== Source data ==
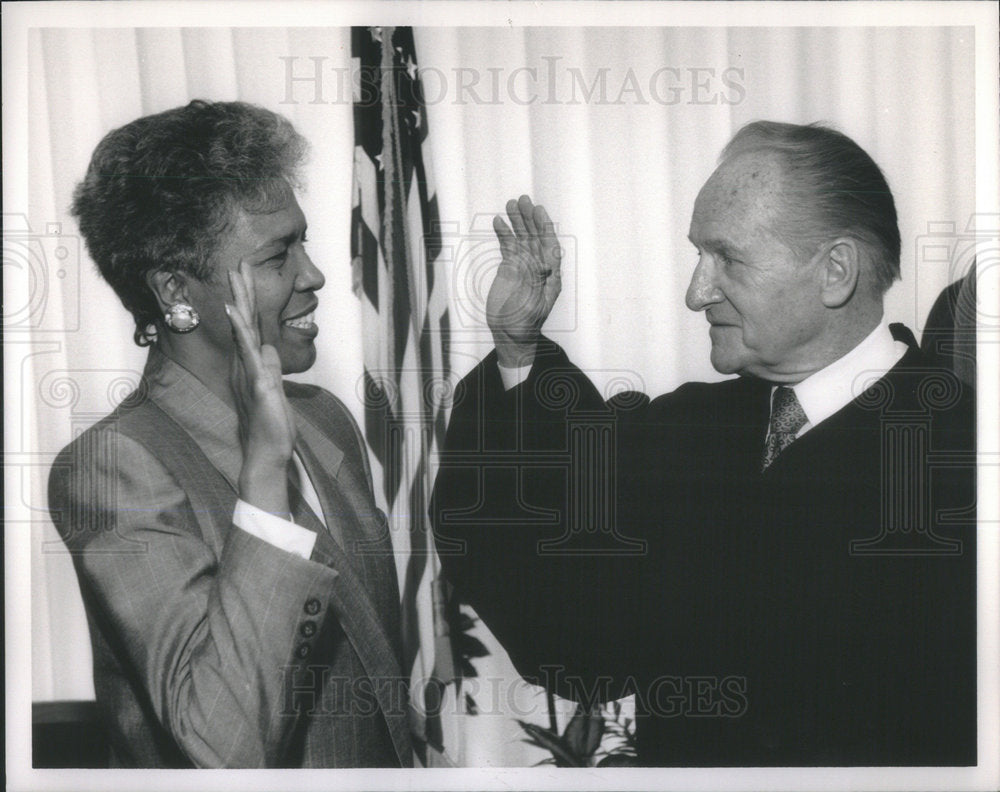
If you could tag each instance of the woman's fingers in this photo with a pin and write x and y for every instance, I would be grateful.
(246, 342)
(246, 274)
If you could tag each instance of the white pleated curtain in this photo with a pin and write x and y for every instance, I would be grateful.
(618, 170)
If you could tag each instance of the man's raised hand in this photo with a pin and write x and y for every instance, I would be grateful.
(526, 284)
(267, 423)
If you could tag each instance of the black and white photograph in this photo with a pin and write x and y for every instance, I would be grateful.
(440, 395)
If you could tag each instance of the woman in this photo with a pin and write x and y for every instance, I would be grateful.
(237, 575)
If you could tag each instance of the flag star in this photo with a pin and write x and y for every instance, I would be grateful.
(411, 68)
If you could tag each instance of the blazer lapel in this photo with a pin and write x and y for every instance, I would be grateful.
(356, 589)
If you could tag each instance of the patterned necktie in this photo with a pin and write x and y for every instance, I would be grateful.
(787, 417)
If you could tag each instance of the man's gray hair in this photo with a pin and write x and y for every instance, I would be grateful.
(833, 189)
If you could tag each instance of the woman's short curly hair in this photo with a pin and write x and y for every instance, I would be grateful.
(160, 190)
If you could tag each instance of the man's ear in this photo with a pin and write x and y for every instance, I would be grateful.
(169, 288)
(841, 271)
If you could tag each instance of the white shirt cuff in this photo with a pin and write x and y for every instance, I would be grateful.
(512, 377)
(283, 534)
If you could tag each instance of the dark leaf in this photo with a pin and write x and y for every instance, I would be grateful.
(619, 760)
(583, 734)
(554, 744)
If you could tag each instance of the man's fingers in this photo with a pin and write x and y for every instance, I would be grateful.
(516, 220)
(550, 242)
(508, 243)
(526, 208)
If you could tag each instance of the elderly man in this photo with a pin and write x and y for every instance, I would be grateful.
(781, 566)
(238, 577)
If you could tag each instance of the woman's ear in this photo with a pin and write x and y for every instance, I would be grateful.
(169, 288)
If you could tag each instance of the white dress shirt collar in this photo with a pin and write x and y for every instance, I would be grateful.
(831, 388)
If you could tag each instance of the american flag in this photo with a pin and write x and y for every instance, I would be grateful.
(395, 248)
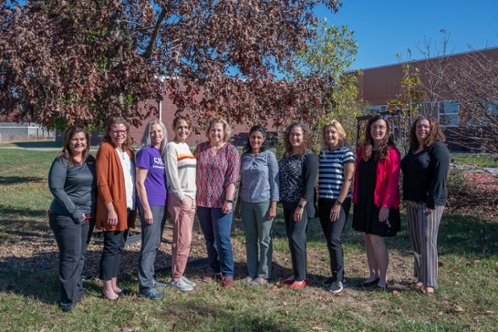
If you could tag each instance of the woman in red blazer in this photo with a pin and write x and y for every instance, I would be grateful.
(376, 197)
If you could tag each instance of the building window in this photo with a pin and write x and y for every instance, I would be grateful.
(449, 113)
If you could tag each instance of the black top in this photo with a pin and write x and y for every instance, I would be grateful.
(297, 180)
(424, 175)
(74, 188)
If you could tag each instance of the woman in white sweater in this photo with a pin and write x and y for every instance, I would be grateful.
(180, 174)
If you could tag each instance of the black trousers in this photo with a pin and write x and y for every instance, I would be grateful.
(296, 233)
(72, 240)
(333, 231)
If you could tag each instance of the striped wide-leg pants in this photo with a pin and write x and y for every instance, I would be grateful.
(422, 230)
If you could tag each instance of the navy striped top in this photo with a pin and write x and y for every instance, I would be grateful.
(331, 171)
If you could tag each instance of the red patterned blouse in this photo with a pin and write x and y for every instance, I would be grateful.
(215, 173)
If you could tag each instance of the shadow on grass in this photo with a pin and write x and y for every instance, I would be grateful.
(11, 180)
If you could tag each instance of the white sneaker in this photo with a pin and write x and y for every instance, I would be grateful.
(188, 282)
(181, 285)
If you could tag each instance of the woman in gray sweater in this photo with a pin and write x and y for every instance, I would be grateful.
(257, 204)
(72, 182)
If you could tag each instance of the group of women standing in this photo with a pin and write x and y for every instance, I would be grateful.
(107, 191)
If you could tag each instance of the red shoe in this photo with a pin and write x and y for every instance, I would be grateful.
(211, 277)
(289, 280)
(227, 282)
(298, 284)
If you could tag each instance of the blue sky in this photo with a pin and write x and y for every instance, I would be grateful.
(385, 28)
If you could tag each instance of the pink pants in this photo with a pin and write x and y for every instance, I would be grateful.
(182, 213)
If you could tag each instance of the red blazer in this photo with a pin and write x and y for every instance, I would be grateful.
(111, 188)
(386, 192)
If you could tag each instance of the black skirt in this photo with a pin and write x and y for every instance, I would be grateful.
(365, 212)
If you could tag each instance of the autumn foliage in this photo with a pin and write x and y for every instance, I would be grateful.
(83, 61)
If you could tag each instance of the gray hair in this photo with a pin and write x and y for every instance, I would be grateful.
(146, 136)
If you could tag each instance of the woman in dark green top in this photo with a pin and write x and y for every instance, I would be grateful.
(72, 182)
(425, 169)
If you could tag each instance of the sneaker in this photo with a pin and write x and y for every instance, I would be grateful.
(181, 285)
(227, 282)
(152, 294)
(157, 284)
(336, 287)
(211, 277)
(327, 282)
(188, 282)
(247, 280)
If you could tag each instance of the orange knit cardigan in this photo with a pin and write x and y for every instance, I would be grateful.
(111, 188)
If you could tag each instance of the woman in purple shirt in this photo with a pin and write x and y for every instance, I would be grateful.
(151, 185)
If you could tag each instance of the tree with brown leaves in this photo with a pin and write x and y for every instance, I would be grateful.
(67, 61)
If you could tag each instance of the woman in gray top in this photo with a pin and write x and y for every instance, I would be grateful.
(72, 182)
(257, 204)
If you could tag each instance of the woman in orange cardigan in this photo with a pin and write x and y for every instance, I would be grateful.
(116, 208)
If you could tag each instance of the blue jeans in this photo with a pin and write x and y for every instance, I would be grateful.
(216, 227)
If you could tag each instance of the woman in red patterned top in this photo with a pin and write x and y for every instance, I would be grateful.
(218, 165)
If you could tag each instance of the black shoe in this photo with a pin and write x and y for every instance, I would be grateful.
(336, 287)
(370, 283)
(378, 288)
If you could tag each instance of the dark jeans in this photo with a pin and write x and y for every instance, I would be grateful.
(333, 231)
(296, 233)
(72, 240)
(114, 243)
(151, 241)
(216, 227)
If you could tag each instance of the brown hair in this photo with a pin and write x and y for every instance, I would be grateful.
(181, 117)
(66, 148)
(107, 133)
(227, 130)
(340, 129)
(384, 145)
(307, 142)
(435, 134)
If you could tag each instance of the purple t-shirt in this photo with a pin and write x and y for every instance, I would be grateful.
(155, 183)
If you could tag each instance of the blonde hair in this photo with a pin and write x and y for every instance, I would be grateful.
(227, 130)
(340, 129)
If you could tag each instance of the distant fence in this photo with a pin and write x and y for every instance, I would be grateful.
(22, 132)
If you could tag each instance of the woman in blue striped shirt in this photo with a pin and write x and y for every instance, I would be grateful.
(336, 170)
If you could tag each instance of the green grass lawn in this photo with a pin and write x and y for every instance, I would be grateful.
(466, 298)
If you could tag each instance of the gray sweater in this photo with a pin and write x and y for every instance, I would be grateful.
(74, 188)
(259, 177)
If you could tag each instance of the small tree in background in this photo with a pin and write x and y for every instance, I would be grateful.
(328, 57)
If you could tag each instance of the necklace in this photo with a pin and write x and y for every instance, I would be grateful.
(122, 153)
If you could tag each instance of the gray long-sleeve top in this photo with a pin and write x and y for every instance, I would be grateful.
(259, 177)
(74, 188)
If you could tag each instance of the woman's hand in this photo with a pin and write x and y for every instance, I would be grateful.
(335, 212)
(272, 213)
(148, 217)
(383, 214)
(112, 218)
(298, 214)
(227, 207)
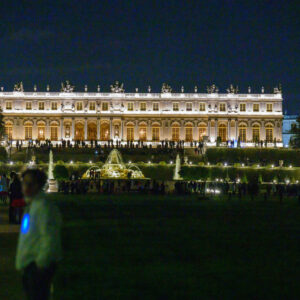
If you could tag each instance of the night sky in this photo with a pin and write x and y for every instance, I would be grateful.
(145, 43)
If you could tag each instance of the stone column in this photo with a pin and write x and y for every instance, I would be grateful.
(85, 129)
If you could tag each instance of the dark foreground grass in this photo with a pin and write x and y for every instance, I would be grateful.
(151, 247)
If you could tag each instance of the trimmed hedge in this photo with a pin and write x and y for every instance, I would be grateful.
(253, 155)
(267, 175)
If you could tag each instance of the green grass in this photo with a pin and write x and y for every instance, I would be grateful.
(162, 247)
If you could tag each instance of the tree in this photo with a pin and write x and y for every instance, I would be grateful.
(295, 131)
(2, 125)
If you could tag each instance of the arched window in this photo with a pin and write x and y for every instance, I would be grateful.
(130, 132)
(8, 130)
(243, 132)
(79, 132)
(255, 133)
(269, 133)
(92, 131)
(175, 132)
(222, 132)
(202, 131)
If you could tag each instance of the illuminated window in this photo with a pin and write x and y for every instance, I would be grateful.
(28, 131)
(143, 106)
(222, 107)
(105, 106)
(28, 105)
(255, 133)
(189, 106)
(155, 106)
(255, 107)
(269, 133)
(175, 106)
(92, 106)
(243, 133)
(269, 107)
(53, 105)
(175, 133)
(188, 134)
(53, 133)
(41, 105)
(130, 106)
(8, 130)
(130, 133)
(202, 107)
(222, 132)
(8, 105)
(242, 107)
(155, 134)
(143, 133)
(202, 131)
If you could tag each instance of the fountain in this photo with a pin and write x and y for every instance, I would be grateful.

== Task to carry out ==
Leave out every line before the one containing "If you could tag each instance of the green grass in"; set down that line and all remaining lines of the material exactly.

== Task solution ==
If you could tag each instance of the green grass in this photo with a pin and write x and y for every instance, I would be grateful.
(162, 247)
If you could tag each instance of the tree in this photo with a pin and write x and y for every instance, I would be grateful.
(295, 131)
(2, 125)
If you could tag each instance of the arched window in this photo with a pin and write x and y for every instance, I would be grateful.
(130, 132)
(8, 130)
(243, 132)
(79, 132)
(255, 133)
(269, 133)
(92, 131)
(175, 132)
(222, 132)
(202, 131)
If you could tag each instance of the illuminated window in this photo with a pin and write x and y for every instance, I would be grateful.
(28, 131)
(143, 106)
(222, 107)
(105, 106)
(28, 105)
(255, 133)
(189, 106)
(155, 106)
(255, 107)
(269, 133)
(175, 106)
(92, 106)
(243, 133)
(269, 107)
(53, 105)
(175, 133)
(188, 134)
(53, 133)
(41, 105)
(130, 106)
(8, 130)
(130, 133)
(202, 107)
(222, 132)
(8, 105)
(242, 107)
(155, 134)
(143, 133)
(202, 131)
If you could tag each instance of the fountain in this photo with a pin and write x and y for every instance, I would be grateful.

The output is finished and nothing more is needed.